Could you extract every one of the lines below and reproduce each one verbatim, changing nothing?

%%

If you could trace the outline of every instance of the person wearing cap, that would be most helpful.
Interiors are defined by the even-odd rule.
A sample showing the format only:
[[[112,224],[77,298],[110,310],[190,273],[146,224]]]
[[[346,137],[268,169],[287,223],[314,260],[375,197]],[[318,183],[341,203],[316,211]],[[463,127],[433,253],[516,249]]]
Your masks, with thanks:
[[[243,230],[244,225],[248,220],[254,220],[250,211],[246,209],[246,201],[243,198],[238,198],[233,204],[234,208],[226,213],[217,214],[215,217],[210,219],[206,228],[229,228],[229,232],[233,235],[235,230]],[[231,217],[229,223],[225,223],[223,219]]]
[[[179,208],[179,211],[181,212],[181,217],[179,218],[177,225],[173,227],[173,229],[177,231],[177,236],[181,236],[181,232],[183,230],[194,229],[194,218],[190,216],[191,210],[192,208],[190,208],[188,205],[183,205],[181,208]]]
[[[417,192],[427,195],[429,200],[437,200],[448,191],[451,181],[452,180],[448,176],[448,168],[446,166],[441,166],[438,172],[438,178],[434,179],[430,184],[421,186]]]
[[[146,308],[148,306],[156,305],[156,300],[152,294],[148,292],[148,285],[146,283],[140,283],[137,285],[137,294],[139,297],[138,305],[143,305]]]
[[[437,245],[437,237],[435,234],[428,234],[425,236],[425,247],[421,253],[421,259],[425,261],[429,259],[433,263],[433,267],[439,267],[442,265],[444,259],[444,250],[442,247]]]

%%

- **RESULT**:
If you could trace the outline of every instance of the person wearing cap, that would be most helpful.
Interiors are defined by the even-odd rule.
A sample showing the format only:
[[[112,224],[77,298],[110,310],[190,273],[146,224]]]
[[[346,137],[268,169],[287,223],[314,260],[375,197]],[[318,183],[341,203],[316,211]],[[463,127],[433,253],[516,249]]]
Your masks, with thanks:
[[[243,230],[244,225],[248,220],[254,220],[250,211],[246,209],[246,201],[243,198],[238,198],[233,204],[234,208],[226,213],[217,214],[215,217],[210,219],[206,228],[229,228],[229,232],[233,235],[235,230]],[[231,217],[229,223],[225,223],[223,219]]]
[[[179,208],[179,211],[181,212],[181,217],[179,218],[177,225],[173,227],[173,229],[177,231],[177,236],[181,236],[181,232],[183,230],[194,229],[194,218],[190,216],[191,210],[192,208],[190,208],[188,205],[183,205],[181,208]]]
[[[417,192],[427,195],[429,200],[437,200],[448,191],[451,181],[452,180],[448,176],[448,168],[446,166],[441,166],[438,172],[438,178],[434,179],[430,184],[421,186]]]
[[[146,308],[148,306],[156,305],[156,300],[152,294],[148,292],[148,285],[146,283],[140,283],[137,285],[137,294],[139,297],[138,305],[143,305]]]
[[[437,245],[437,237],[435,234],[428,234],[425,236],[425,247],[421,253],[421,259],[425,261],[429,259],[433,263],[433,267],[439,267],[442,265],[444,259],[444,250],[442,247]]]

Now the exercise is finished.